>> START

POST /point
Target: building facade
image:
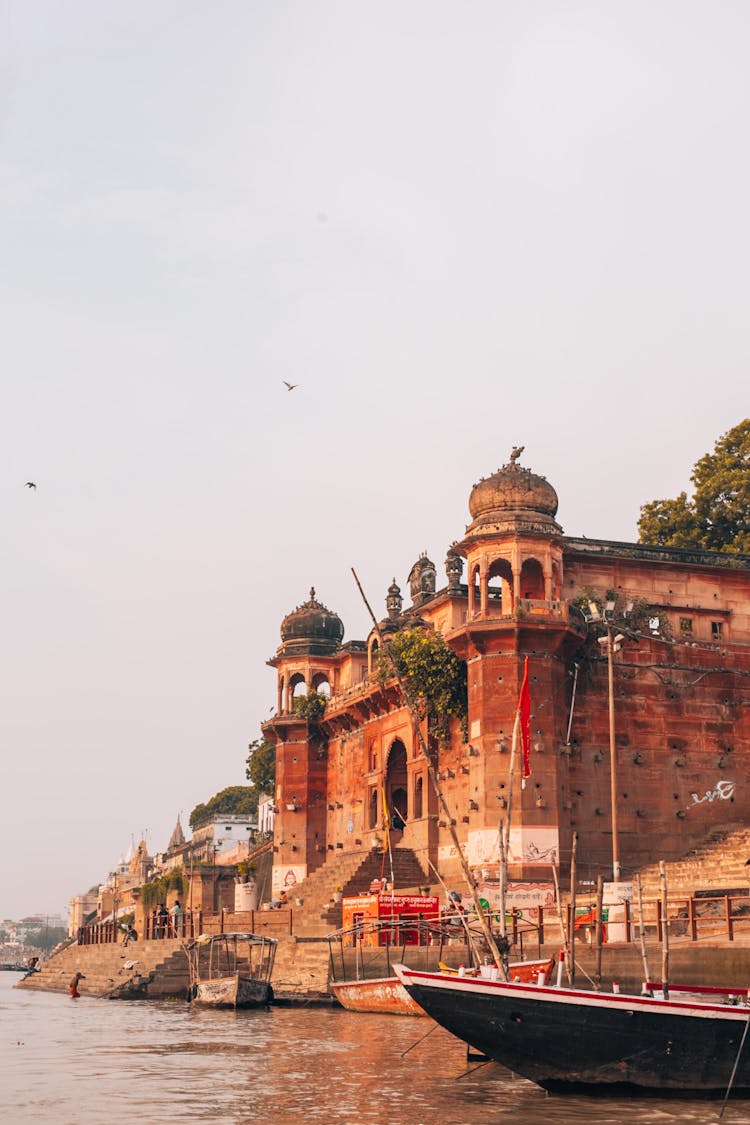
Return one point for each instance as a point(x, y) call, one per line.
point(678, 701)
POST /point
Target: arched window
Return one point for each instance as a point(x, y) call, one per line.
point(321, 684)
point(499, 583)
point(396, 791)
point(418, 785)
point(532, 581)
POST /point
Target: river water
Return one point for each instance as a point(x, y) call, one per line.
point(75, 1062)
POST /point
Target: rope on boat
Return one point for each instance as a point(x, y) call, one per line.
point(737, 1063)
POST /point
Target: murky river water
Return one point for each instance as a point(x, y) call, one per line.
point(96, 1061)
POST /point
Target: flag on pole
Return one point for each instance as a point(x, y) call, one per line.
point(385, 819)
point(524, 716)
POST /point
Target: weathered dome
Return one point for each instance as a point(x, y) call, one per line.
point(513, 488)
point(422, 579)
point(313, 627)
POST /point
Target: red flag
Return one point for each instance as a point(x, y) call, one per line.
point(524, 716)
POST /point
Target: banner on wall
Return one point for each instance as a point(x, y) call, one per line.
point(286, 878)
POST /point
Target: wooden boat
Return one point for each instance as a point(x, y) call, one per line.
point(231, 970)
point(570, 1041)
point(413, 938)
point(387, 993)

>> END

▸ **STATED TASK**
The records above are to be reproduced exactly; the pictures are to be left out.

▸ **EXERCISE RESPONSE**
POST /point
Target: building facade
image:
Return one point for each instance as a point(x, y) call, one per line.
point(678, 701)
POST /point
Target: arched window
Return one point for each instance as a point(x, y) call, one per line.
point(321, 684)
point(499, 583)
point(396, 791)
point(418, 785)
point(532, 581)
POST /point
Target: river water
Return one point for each instance as a point(x, y) call, one per line.
point(75, 1062)
POST /point
Target: rope on boat
Return one point for each instance as a point(x, y) call, one per line.
point(737, 1063)
POST /point
Target: murky river water
Return one point for each instance as a point(x, y) call, one per line.
point(96, 1061)
POST /point
Target: flag on pole
Return one point for each instance as a point(x, y) call, one per line.
point(385, 819)
point(524, 716)
POST /point
Target: weathered dome
Return one point for each instance as a point(x, y) call, one per line.
point(513, 488)
point(422, 579)
point(313, 627)
POST /point
Target: red flag
Return one point for each instance as a point(x, y) call, one per line.
point(524, 716)
POST /point
Target: banner on wall
Return one point for each instance as a point(x, y) call, one per line.
point(286, 878)
POST /point
Target: wooden boat
Return one point for each instance as a point(x, y) call, one per line.
point(231, 970)
point(570, 1041)
point(413, 938)
point(387, 993)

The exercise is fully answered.